┌─ TEXT PROVIDED

As the value of marginal net damages is often unknown, Baumol and Oats propose an alternative approach, consisting of the selection of (somewhat arbitrary) standards for an acceptable environment, followed by the imposition of taxes at sufficient levels to achieve these standards.41 This approach provides practical feasibility to the use of carbon taxes as a regulatory approach for climate change mitigation.42

Generally, carbon taxes set a fixed price for every tonne of carbon dioxide equivalent (CO2-e)43 emitted by an activity during a specified amount of time, which might be the respective financial year. One of the key criticisms to carbon taxes when comparing it with ETSs is that a carbon tax is not connected to a mandatory emission cap or reduction target. While there is uncertainty regarding the exact levels of emissions reductions, participants know the cost of carbon well ahead, providing predictability for production.

In theory, emissions reductions should occur as long as the tax rate is higher than the marginal abatement costs; this is considered to be the sufficient level to achieve the desired standard.44 A strong tax rate is regarded as capable of incentivising businesses to adopt cleaner technology, invest in abatement projects or reduce production.45

In 2014, the World Bank estimated that, in order to limit global warming to 2.5°C above pre-industrial levels at the least cost, a global CO2 price should be set at approximately US$35 per ton or, alternatively, start at approximately US$30 per ton (in 2014 dollars) in 2020, and then rise at around 5 per cent per year.46 The World Bank report accounted at the time for 11 national carbon taxes47 and one subnational carbon tax48 already implemented worldwide.49

Out of those, currently only four are set at levels consistent with the World Bank’s threshold: the Swedish carbon tax (US$131/tCO2), the Swiss carbon tax (US$86/tCO2), the Norwegian carbon tax (US$52/tCO2) and the Finnish carbon tax (US$60/tCO2).50 Still, most emissions-intensive sectors participating in the European Union Emissions Trading Scheme (EU ETS)51 are exempt from these carbon taxes, in order to avoid a double carbon-pricing burden, that is, double taxation on the same amount of GHGs emitted.52 As the following chapters will reveal, it turns out that these sectors are also, to a great extent, protected from a carbon price under the EU ETS.53 This indicates the complexities of the market instruments and signals the failure of these regulatory instruments, to date, to properly ensure that the climate change externalities are internalised by a number of ‘winners’, who have consistently benefitted from double carbon pricing exemptions.

└─

THE TASKS —
1 – List every carbon tax that the passage on carbon taxes names as meeting the World Bank's threshold, and give the rate stated for each.
2 – Pick up the passage on carbon taxes after its final sentence and write the next paragraph.

┌─ DATASET RECORDS

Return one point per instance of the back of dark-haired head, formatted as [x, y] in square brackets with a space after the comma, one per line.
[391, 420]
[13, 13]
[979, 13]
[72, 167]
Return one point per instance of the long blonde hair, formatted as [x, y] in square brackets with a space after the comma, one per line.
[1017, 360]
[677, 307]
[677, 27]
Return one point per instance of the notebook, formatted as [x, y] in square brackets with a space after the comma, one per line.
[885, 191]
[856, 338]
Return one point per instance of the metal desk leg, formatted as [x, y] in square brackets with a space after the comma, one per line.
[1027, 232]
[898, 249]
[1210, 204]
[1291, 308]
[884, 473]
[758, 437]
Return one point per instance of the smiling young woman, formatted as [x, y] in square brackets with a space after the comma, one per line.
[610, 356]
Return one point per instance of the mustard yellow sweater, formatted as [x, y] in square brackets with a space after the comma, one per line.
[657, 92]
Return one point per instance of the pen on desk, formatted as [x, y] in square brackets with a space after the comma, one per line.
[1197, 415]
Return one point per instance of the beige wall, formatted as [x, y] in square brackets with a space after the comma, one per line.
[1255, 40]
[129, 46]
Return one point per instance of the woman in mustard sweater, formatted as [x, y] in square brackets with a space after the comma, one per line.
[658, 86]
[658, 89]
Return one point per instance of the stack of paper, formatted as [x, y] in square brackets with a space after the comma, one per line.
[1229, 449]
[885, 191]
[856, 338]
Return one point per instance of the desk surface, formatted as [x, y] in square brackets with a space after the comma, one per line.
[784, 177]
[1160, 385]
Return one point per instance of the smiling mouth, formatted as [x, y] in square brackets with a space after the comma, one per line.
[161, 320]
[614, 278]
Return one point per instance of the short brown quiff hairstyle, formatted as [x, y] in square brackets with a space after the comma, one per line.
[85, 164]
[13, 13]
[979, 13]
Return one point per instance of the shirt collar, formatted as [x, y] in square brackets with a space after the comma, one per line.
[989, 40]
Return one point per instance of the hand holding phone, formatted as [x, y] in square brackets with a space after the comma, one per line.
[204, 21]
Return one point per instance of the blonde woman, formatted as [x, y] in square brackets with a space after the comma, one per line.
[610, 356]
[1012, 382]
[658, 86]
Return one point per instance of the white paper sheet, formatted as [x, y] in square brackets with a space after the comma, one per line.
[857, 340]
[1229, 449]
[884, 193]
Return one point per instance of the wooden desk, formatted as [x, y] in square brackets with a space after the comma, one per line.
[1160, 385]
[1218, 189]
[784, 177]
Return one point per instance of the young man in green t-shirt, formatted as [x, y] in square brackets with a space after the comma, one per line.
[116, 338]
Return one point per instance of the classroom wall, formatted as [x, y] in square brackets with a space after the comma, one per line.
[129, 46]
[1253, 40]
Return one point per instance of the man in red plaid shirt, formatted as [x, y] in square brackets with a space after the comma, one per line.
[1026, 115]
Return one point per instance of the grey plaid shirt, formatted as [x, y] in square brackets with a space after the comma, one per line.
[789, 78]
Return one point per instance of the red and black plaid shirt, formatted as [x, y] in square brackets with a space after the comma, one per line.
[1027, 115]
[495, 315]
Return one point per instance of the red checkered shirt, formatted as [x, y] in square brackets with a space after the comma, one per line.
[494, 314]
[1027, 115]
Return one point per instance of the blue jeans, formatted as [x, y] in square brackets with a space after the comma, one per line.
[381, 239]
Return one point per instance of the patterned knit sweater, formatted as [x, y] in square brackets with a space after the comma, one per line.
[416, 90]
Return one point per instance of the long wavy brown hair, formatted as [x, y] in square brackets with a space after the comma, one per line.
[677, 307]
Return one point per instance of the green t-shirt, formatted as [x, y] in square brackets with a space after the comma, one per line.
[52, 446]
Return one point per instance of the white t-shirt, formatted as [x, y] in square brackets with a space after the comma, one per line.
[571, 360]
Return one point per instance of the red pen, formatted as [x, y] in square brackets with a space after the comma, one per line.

└─

SOLVED TASKS —
1 –
- Swedish carbon tax: US$131/tCO2
- Swiss carbon tax: US$86/tCO2
- Norwegian carbon tax: US$52/tCO2
- Finnish carbon tax: US$60/tCO2

2 –
Carbon taxes often present lower administration and compliance costs compared to ETSs, as the main institutional arrangements necessary to implement and enforce a new tax are already in place under existing taxation regimes. However, stakeholders tend to prefer regulation over taxation, as the former is more susceptible to pressures from lobbying.

International and/or supranational taxes have their own additional challenges. To illustrate, the difficulties in approving a Community-wide energy tax proposed by the EU Commission tax in the 1990s – considering that fiscal measures require unanimous approved by member states – was a decisive factor in the adoption of the EU ETS, which entered into force in 2005.54 Unlike a linked ETS, an international carbon tax would raise concerns about the possible implications to countries’ sovereignty.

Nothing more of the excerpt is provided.